Problem requirements
Your task is to output the entries below word for word.

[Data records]
+ + + +
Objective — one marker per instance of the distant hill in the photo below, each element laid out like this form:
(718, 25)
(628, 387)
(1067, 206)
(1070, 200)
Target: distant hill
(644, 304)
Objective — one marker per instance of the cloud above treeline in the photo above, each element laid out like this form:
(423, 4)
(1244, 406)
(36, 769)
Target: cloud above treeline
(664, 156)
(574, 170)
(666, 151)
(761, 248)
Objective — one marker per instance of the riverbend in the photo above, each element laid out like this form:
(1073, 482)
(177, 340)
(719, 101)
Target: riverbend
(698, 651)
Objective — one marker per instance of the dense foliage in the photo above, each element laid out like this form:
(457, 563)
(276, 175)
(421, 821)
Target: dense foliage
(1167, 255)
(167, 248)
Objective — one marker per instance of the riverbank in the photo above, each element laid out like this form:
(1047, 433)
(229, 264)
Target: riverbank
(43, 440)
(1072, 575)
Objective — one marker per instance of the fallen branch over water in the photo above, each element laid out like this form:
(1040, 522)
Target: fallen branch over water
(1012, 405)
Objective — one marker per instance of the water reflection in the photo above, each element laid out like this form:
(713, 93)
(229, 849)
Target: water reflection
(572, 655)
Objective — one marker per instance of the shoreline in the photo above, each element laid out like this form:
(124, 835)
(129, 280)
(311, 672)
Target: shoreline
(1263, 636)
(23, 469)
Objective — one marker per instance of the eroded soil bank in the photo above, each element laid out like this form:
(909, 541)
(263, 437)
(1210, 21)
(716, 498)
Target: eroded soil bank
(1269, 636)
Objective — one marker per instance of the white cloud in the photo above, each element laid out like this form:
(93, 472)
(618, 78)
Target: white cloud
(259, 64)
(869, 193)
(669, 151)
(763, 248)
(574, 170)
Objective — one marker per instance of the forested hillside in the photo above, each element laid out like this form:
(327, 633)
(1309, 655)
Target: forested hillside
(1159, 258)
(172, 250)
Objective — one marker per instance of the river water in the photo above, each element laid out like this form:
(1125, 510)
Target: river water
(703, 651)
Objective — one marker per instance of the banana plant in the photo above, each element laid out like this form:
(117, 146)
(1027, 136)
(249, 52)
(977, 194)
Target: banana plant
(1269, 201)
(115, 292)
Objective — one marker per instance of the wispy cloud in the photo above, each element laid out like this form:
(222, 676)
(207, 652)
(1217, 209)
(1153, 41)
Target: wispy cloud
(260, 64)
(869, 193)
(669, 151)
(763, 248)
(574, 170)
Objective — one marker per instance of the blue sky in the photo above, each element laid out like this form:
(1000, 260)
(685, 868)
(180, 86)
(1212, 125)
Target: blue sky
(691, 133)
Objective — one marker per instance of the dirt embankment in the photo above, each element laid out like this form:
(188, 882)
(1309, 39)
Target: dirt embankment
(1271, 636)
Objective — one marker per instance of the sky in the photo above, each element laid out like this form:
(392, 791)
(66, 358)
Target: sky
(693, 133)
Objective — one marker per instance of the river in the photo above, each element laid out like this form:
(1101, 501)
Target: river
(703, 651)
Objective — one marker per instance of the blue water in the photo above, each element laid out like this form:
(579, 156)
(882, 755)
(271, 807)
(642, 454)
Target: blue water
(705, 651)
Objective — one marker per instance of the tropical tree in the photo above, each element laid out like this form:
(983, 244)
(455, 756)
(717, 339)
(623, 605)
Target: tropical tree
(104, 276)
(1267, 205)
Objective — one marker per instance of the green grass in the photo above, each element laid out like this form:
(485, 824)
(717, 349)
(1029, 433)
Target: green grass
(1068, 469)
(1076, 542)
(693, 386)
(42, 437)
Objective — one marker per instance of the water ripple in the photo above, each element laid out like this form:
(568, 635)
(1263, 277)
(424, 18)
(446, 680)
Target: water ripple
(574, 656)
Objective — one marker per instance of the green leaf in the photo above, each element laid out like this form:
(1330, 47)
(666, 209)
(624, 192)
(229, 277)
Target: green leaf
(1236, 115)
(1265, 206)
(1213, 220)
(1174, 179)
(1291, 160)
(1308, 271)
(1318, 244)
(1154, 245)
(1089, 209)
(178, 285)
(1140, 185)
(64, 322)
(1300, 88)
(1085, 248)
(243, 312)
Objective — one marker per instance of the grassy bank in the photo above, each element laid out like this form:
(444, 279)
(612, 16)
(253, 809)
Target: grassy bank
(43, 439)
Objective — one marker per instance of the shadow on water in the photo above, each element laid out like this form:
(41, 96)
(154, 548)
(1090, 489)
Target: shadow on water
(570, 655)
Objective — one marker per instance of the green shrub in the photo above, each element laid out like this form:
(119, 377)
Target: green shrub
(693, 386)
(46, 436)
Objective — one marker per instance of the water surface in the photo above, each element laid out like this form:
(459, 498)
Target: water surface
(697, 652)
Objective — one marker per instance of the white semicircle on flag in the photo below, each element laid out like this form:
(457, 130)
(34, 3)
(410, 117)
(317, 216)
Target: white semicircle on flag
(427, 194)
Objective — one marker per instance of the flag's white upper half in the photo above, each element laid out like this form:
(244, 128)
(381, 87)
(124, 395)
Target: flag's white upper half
+ + + +
Answer box
Objective — one marker per instance of the distant hill in the photo below, each element laid out like this form:
(718, 25)
(628, 387)
(1067, 206)
(1070, 200)
Target: distant hill
(644, 304)
Objective — one marker per instance of the cloud above treeline in the photo above, each element laid out like this form:
(423, 4)
(1244, 406)
(36, 769)
Target: cloud above treeline
(664, 156)
(574, 170)
(666, 151)
(761, 248)
Objective — one marker per instance of the riverbend in the photo above, each element laid out like this form:
(1073, 482)
(177, 340)
(719, 101)
Target: riverbend
(698, 651)
Objective — one marker per instance of the dense foliage in the photo above, each element laid out like this form:
(457, 563)
(276, 175)
(421, 821)
Target: dense foliage
(1167, 255)
(167, 248)
Objective — one marker per instance of the riverbank in the photo above, each element laid out like this form:
(1047, 433)
(229, 264)
Target: riverbank
(43, 440)
(1072, 575)
Objective — one marker per instance of the fallen branch over water in the photo above, each element laid out like this form:
(1040, 522)
Target: fallen branch over water
(1012, 405)
Objective — one marker per instance of the water reflection in the photo above, each element laid out like this form:
(713, 93)
(229, 849)
Target: water reflection
(572, 655)
Objective — one marker per instance of the shoreline in the photo above, each element laid out like this form:
(124, 835)
(129, 280)
(311, 672)
Target: shoreline
(1263, 636)
(23, 469)
Objective — one marker per instance of the eroded soil bank in the photo above, each element laid out like this form:
(909, 541)
(263, 437)
(1210, 21)
(716, 498)
Target: eroded soil bank
(1269, 636)
Objective — one marker per instance of the white cloud in the photo above, each element laid out like this form:
(93, 472)
(618, 78)
Target: white cloud
(259, 64)
(869, 193)
(669, 151)
(763, 248)
(574, 170)
Objective — one marker per instance of the forested hillside in the photo above, each element laid out like this form:
(327, 633)
(1309, 655)
Target: forested hillside
(1159, 258)
(172, 250)
Objective — one marker per instance of the river water in the photo above, each element laid out like this form:
(1125, 510)
Target: river water
(703, 651)
Objective — one marker per instance of the banana plant in the photo above, each element laid out like this form:
(117, 146)
(1027, 136)
(249, 52)
(977, 194)
Target: banana plant
(1269, 201)
(115, 292)
Objective — one marker per instance of the wispy cloud in the photo above, each element laid out like this form:
(222, 676)
(207, 652)
(1217, 209)
(1153, 41)
Target: wispy cloud
(260, 64)
(869, 193)
(669, 151)
(763, 248)
(574, 170)
Objective — one marker per instance of the blue sky in the photo above, each element laid out like this form:
(1000, 260)
(685, 868)
(180, 86)
(1212, 125)
Target: blue sky
(691, 133)
Objective — one marker per instance of the dirt embankment in the photo above, each element laid out like this form:
(188, 882)
(1309, 39)
Target: dirt embankment
(1271, 636)
Objective — one marker per instance of the sky in the photo above, each element laid out like this form:
(392, 791)
(66, 358)
Target: sky
(693, 133)
Objective — one marker per instance of the river in the photo above, each element laid out like this form:
(1101, 501)
Target: river
(703, 651)
Objective — one marker per instance of the blue water in the photo above, each element laid out like this form:
(579, 156)
(882, 755)
(271, 807)
(642, 454)
Target: blue water
(705, 651)
Objective — one marker per instance of the tropical tree in the photo above, each element laid out like this form:
(983, 244)
(455, 756)
(717, 339)
(623, 605)
Target: tropical tree
(104, 276)
(1267, 205)
Objective — one marker per instance of the green grass in the photo above, each element laid out like this form:
(485, 824)
(717, 349)
(1029, 433)
Target: green grass
(1068, 469)
(1076, 542)
(693, 386)
(42, 437)
Objective — one marker per instance of the water ripple in the photo above, each element laid out like this form:
(568, 635)
(1263, 277)
(424, 18)
(446, 680)
Target: water ripple
(574, 656)
Objective — one marker per instance of the green leaf in the photo above, each element laid out like this form:
(1330, 47)
(666, 209)
(624, 192)
(229, 277)
Target: green leaf
(1236, 115)
(1265, 206)
(1213, 220)
(1174, 179)
(1291, 160)
(1308, 271)
(1318, 244)
(1154, 245)
(1089, 209)
(178, 285)
(1140, 185)
(64, 322)
(1300, 88)
(1085, 248)
(243, 312)
Objective — one marker per instance of the grassy bank in the photo above, each element laid out like this form:
(444, 279)
(612, 16)
(253, 809)
Target: grassy bank
(43, 439)
Objective — one marker per instance of the shadow on water in the photo above, each element laid out like this form:
(41, 96)
(154, 548)
(1090, 489)
Target: shadow on water
(570, 655)
Objective — one marker per instance of the green shrub in the photo above, each element laid out like this form:
(119, 377)
Target: green shrub
(693, 386)
(46, 436)
Objective — one marker per instance of the water surface in the photo above, each element laid out like this form:
(459, 498)
Target: water surface
(697, 652)
Objective — one marker per instance of the white semicircle on flag in the photo below, each element laid out like this form:
(457, 130)
(34, 3)
(410, 117)
(317, 216)
Target: white semicircle on flag
(427, 194)
Objective — one marker per instance of the flag's white upper half in the photo above, each element laid out like this form:
(244, 128)
(381, 87)
(124, 395)
Target: flag's white upper half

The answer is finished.